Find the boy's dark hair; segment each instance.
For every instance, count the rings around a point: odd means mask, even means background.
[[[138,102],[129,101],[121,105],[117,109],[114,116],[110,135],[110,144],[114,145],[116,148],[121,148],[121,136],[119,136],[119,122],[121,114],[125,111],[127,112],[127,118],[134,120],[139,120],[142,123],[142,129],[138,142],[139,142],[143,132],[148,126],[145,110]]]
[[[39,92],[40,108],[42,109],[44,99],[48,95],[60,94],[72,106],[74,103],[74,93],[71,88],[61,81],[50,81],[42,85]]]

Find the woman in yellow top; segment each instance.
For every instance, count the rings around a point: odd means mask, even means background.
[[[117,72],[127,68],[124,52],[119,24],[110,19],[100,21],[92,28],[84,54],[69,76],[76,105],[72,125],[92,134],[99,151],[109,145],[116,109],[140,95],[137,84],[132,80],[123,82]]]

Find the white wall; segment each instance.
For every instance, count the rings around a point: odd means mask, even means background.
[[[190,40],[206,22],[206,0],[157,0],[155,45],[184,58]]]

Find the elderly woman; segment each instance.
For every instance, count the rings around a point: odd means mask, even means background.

» **WHAT THE EXERCISE ASKS**: Copy all of the entries above word for word.

» **WRITTEN SOLUTION**:
Find the boy's dark hair; segment each instance.
For every instance, count the rings around a point: odd means mask, even means background.
[[[138,102],[129,101],[121,105],[117,109],[114,116],[110,135],[110,144],[114,145],[116,148],[121,148],[121,136],[119,136],[119,122],[121,114],[125,111],[127,112],[127,118],[134,120],[139,120],[142,123],[142,129],[138,142],[139,142],[143,132],[148,126],[145,110]]]
[[[39,92],[40,108],[42,109],[44,99],[48,95],[60,94],[72,106],[74,103],[74,93],[71,88],[61,81],[50,81],[42,85]]]

Find the woman in yellow top; segment each instance.
For every instance, count the rings around a point: odd means mask, even means background.
[[[117,72],[127,68],[124,52],[119,24],[110,19],[100,21],[92,28],[84,54],[69,76],[76,105],[72,125],[92,134],[99,151],[109,145],[116,109],[140,95],[137,84],[132,80],[123,82]]]

Find the white wall; segment each instance.
For every instance, count the rings around a point: odd means mask, even means background.
[[[190,40],[206,22],[206,0],[157,0],[155,45],[184,58]]]

Find the elderly woman; segment each instance.
For every instance, count the rings around a point: odd means mask, even means background.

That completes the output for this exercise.